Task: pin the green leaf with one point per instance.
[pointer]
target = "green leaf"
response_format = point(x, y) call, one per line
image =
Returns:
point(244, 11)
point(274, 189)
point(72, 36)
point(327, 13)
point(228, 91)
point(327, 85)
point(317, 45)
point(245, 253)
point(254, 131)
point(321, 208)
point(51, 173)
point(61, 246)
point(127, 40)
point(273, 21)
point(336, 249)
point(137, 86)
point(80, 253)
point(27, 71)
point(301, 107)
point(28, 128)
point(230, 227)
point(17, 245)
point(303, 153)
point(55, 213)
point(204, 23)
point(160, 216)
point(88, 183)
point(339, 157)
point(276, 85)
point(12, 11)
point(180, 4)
##############################
WHAT YOU ARE ASKED TO DO ::
Every line above should be duplicated exactly as it stands.

RESULT OF THIS EXERCISE ::
Task: pin the green leaf with one point per instance.
[pointer]
target = "green leaf"
response_format = point(x, y) call, one per line
image =
Returns:
point(244, 11)
point(274, 189)
point(72, 36)
point(327, 13)
point(228, 91)
point(327, 85)
point(317, 45)
point(245, 253)
point(254, 131)
point(321, 208)
point(51, 173)
point(61, 246)
point(127, 40)
point(273, 21)
point(336, 249)
point(137, 86)
point(80, 253)
point(27, 71)
point(301, 107)
point(28, 128)
point(230, 227)
point(17, 245)
point(303, 153)
point(55, 213)
point(204, 23)
point(160, 216)
point(88, 183)
point(339, 157)
point(276, 85)
point(12, 11)
point(180, 4)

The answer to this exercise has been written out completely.